Point-per-instance localization data:
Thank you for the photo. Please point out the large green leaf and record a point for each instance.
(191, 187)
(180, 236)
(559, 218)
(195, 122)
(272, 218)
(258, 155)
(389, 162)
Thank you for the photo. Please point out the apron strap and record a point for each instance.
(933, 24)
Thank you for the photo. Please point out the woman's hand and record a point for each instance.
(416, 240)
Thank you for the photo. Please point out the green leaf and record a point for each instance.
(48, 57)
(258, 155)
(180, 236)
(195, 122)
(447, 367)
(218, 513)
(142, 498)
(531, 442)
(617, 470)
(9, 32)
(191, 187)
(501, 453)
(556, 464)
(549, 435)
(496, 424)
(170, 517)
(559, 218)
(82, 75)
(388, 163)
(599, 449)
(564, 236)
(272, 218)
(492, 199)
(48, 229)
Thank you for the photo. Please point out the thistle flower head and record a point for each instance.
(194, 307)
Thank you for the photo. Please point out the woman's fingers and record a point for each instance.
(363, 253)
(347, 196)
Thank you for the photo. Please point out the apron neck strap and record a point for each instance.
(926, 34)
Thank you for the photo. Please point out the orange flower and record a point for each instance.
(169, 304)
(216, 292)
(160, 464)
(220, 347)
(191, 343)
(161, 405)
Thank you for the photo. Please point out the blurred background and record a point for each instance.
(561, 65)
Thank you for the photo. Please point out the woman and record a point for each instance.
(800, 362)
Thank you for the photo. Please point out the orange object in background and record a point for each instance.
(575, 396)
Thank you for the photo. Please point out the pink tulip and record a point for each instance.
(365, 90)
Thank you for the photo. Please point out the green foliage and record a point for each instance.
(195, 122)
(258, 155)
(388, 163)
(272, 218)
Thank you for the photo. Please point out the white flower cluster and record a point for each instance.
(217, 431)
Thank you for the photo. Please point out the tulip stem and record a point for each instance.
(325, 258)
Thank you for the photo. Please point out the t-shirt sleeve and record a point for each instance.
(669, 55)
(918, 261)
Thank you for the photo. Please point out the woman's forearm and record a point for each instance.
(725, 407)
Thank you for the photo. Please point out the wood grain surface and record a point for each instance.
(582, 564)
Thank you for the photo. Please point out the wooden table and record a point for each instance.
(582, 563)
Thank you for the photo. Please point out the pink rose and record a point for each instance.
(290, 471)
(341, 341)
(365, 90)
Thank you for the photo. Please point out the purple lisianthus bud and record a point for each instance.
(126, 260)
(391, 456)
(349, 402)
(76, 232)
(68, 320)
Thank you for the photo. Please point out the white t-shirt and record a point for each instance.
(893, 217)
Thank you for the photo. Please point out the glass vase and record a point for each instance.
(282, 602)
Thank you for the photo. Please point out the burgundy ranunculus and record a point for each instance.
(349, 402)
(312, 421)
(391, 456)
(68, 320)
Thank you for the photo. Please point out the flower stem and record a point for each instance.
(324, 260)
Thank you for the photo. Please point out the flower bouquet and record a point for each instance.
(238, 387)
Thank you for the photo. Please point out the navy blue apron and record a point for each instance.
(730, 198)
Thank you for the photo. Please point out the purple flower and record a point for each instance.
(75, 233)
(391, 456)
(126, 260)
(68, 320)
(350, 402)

> [PROBLEM]
Write out every line of the records exactly.

> [FINISHED TASK]
Thank you for the photo. Please point out the large green leaf and record a point for each instance.
(191, 187)
(180, 236)
(559, 218)
(195, 122)
(272, 218)
(258, 155)
(389, 162)
Thank you for the photo. Please point out the apron strap and record a point for each instance.
(933, 24)
Thank you for the photo. Please point out the woman's hand and record a point for each instance.
(416, 240)
Thank you for the photo. Please point out the green leaf and record a point for each instance.
(48, 57)
(258, 155)
(180, 236)
(195, 122)
(447, 367)
(218, 513)
(142, 498)
(531, 442)
(617, 470)
(9, 32)
(191, 187)
(501, 453)
(556, 464)
(549, 435)
(496, 424)
(170, 517)
(559, 218)
(82, 75)
(388, 163)
(599, 449)
(564, 236)
(272, 218)
(492, 199)
(48, 229)
Thank you for the photo. Please point out the thistle flower head and record a point for each instance.
(194, 307)
Thank you for the photo. Please point out the woman's fingers and record a point for each instance.
(363, 253)
(347, 196)
Thank you for the photo. Please point out the apron neck strap and record a point for each instance.
(926, 34)
Thank you for the photo. Please point out the orange flower and record a point for each instance.
(169, 304)
(216, 292)
(160, 464)
(220, 347)
(191, 343)
(161, 405)
Thank you for the photo. Please point out the blurred background and record a point for each instance.
(561, 65)
Thank you for the photo. Please point out the woman and record a point for each instance.
(800, 362)
Thank you for the photo. Please point out the orange object in background and record a point for each instance.
(575, 396)
Thank you for the photo. Please point out the pink tulip and record a point for each instance.
(365, 90)
Thank you for the photo. Please point out the green foliage and record a point for each instance.
(195, 122)
(258, 155)
(388, 163)
(272, 218)
Thank you for the photo. Please point out the white flower cluster and record a point for each instance.
(217, 431)
Thank you for the photo. Please point out the tulip stem and record a point for each instance.
(325, 258)
Thank you for the photo. Please point out the t-shirt sleeve and record a point for each instance.
(669, 55)
(918, 261)
Thank you for the photo. Please point out the woman's forearm and record a point for each instance.
(725, 407)
Thank you for the photo. Please point out the wood grain surface and record a point for each instance.
(582, 564)
Thank you for the photo. Please point out the wooden table and record a point for each instance.
(582, 563)
Thank you for the photo. Please point out the pink rose and record a point for each instance.
(290, 471)
(341, 341)
(365, 90)
Thank you for the photo. Please point out the purple lisianthus bud and record a point for each instance.
(126, 260)
(391, 456)
(349, 402)
(76, 232)
(68, 320)
Thank you for the photo. Please point out the white t-shirt and record a point for each instance.
(893, 217)
Thank you for the photo. Please point out the glass vase and record a point for each instance.
(282, 602)
Thank you for the photo. Please point out the burgundy ranunculus and record a point for each instance.
(349, 402)
(312, 421)
(391, 456)
(68, 320)
Thank you for the photo. Please point out the flower stem and record a point for each instance.
(324, 260)
Thank you for the photo. Please point out the flower bouquet and record a point for each instance.
(238, 387)
Thank you for the photo. Please point out the navy blue apron and record a point for each instance.
(730, 198)
Thank you for the photo. Please point out the purple flower and record a point for each instance.
(75, 233)
(391, 456)
(126, 260)
(68, 320)
(350, 402)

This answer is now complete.